QUOTED TEXT:
For the next three seasons — 1993 through 1995 — Sánchez was with the Cubs, averaging 105 games a year. Most of 1993 was at shortstop and almost all of 1995 was at second base. The transition had come in 1994, when second baseman Ryne Sandberg abruptly retired in mid-June, giving Sánchez the opportunity to try to fill his shoes. Manager Tom Trebelhorn said at the time that Sánchez had “excellent range, excellent hands, excellent throwing arm.”4 He averaged just over 26 RBIs a year. It was his defense that secured him the work; he committed a total of 31 errors over the three-year span, very good for a middle infielder. Weirdly, three of them came in one game, on April 27, 1993, against Colorado.
Gerry Fraley of the Dallas Morning News said of Sánchez’s unexpected filling in for Sandberg, “Rey Sánchez handled the pressure of replacing Ryne Sandberg at second base. Sánchez hit .285 and had only two errors in 50 games at second.”5
During the winter of 1994-95, Sánchez played in Puerto Rico with the San Juan Senators, in the Winter Professional Baseball League. There, he was part of the Dream Team, champions of the Caribbean Series of 1995 (6-0). With an average over .400, he was the batting champion of the 1994-95 regular season in Puerto Rico. He batted ninth in the Dream Team lineup, a very impressive lineup: Robby Alomar, Bernie Williams, Edgar Martínez, Juan González, Rubén Sierra, Carlos Delgado, Carlos Baerga, Carmelo Martínez, and Rey Sánchez.
Former Cubs star Ron Santo said of Sánchez in April 1996, “He’s the best young infielder — fielding a groundball — I’ve ever seen in the big leagues. Quick feet, great arm, great range.”6 Sánchez missed more than six weeks — almost all of June and most of July 1996 — because of a fractured left-hand hamate bone. He was having a subpar year at the bat prior to the injury (batting .211). By coincidence, the same .211 was his mark at year’s end, too. Ryne Sandberg had come out of retirement, after a year and a half out of baseball, and played in both 1996 and 1997. Though Sánchez had recovered some of his batting stroke and was hitting .249 by mid-August 1997, he was in the final year of his contract with the Cubs and was traded to the New York Yankees on August 16 for minor-league right-hander Frisco Parotte. It was a fractured ulna bone that prompted the deal; New York’s Luis Sojo had been hit by a pitch. Sánchez hit .312 in the 38 games he played for the Yankees.

WRITTEN PROBLEM: According to the Rey Sánchez passage above, what prompted the Cubs' August 1997 trade of Sánchez to the New York Yankees?

RAW RECORDS:
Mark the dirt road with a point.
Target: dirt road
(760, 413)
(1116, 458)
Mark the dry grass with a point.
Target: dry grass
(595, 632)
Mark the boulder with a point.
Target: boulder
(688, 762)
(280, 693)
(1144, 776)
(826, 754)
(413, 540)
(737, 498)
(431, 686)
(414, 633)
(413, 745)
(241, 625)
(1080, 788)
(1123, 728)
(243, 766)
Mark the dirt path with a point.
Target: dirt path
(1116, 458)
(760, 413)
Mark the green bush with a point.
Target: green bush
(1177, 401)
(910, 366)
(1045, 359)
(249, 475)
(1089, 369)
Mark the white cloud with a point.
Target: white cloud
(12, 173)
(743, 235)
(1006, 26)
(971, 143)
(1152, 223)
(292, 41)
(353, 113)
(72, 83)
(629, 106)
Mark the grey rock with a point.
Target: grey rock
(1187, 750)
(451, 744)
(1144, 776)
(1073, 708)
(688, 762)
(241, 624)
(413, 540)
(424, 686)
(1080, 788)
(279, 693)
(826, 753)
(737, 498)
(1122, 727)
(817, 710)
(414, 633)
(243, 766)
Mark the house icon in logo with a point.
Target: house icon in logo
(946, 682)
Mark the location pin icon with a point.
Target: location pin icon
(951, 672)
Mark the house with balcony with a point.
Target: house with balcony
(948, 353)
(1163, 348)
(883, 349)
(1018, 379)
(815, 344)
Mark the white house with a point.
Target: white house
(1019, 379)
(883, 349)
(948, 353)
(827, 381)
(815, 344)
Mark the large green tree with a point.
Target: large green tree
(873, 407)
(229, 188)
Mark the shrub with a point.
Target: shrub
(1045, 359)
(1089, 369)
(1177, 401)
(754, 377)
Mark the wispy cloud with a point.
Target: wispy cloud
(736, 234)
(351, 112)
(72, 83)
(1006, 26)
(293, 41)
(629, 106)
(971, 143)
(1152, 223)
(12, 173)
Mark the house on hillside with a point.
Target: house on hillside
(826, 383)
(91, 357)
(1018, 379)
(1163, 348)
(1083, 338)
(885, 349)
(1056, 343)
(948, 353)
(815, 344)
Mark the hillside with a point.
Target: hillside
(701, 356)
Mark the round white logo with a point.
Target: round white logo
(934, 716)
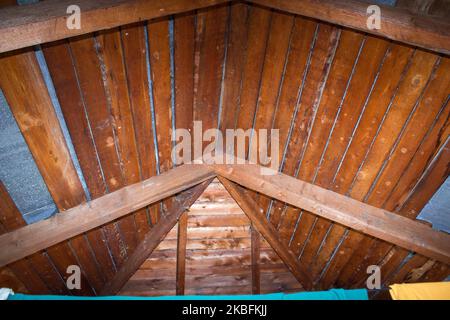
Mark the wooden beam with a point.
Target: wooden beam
(28, 25)
(253, 212)
(256, 272)
(153, 238)
(400, 25)
(181, 253)
(357, 215)
(32, 238)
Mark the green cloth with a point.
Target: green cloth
(333, 294)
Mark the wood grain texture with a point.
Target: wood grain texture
(400, 25)
(354, 214)
(181, 254)
(183, 201)
(25, 26)
(253, 212)
(99, 211)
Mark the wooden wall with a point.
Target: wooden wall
(360, 115)
(218, 255)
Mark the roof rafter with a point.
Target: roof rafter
(154, 237)
(43, 234)
(253, 212)
(25, 26)
(382, 224)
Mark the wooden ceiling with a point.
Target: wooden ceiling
(358, 114)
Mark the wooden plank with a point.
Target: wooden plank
(403, 106)
(390, 74)
(256, 273)
(251, 209)
(159, 53)
(88, 61)
(276, 53)
(184, 48)
(370, 220)
(371, 55)
(97, 212)
(400, 25)
(211, 32)
(65, 81)
(236, 47)
(257, 33)
(181, 253)
(116, 86)
(326, 39)
(297, 67)
(154, 237)
(429, 106)
(330, 102)
(24, 26)
(433, 177)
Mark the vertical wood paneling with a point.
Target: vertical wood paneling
(24, 88)
(23, 270)
(390, 74)
(358, 87)
(301, 47)
(65, 82)
(211, 42)
(258, 30)
(403, 104)
(325, 46)
(159, 52)
(86, 53)
(184, 47)
(116, 86)
(237, 43)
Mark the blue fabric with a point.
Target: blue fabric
(333, 294)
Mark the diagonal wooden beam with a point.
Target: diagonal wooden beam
(45, 21)
(253, 212)
(67, 224)
(382, 224)
(181, 254)
(428, 32)
(152, 239)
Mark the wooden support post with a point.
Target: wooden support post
(45, 21)
(357, 215)
(181, 253)
(152, 239)
(397, 24)
(43, 234)
(252, 210)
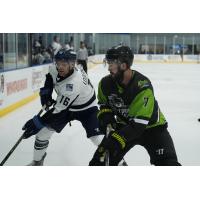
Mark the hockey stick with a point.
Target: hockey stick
(107, 156)
(18, 141)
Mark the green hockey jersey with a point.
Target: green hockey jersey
(134, 104)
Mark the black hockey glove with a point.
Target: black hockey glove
(46, 98)
(32, 127)
(105, 117)
(114, 144)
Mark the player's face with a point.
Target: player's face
(63, 68)
(113, 67)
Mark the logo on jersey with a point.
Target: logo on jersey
(69, 87)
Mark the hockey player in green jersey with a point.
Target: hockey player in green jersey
(128, 104)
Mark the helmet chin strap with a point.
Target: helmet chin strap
(119, 76)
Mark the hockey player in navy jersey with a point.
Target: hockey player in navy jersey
(75, 100)
(128, 105)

ANSWER TO THE TASK: The trade was prompted by a fractured ulna: New York's Luis Sojo had been hit by a pitch.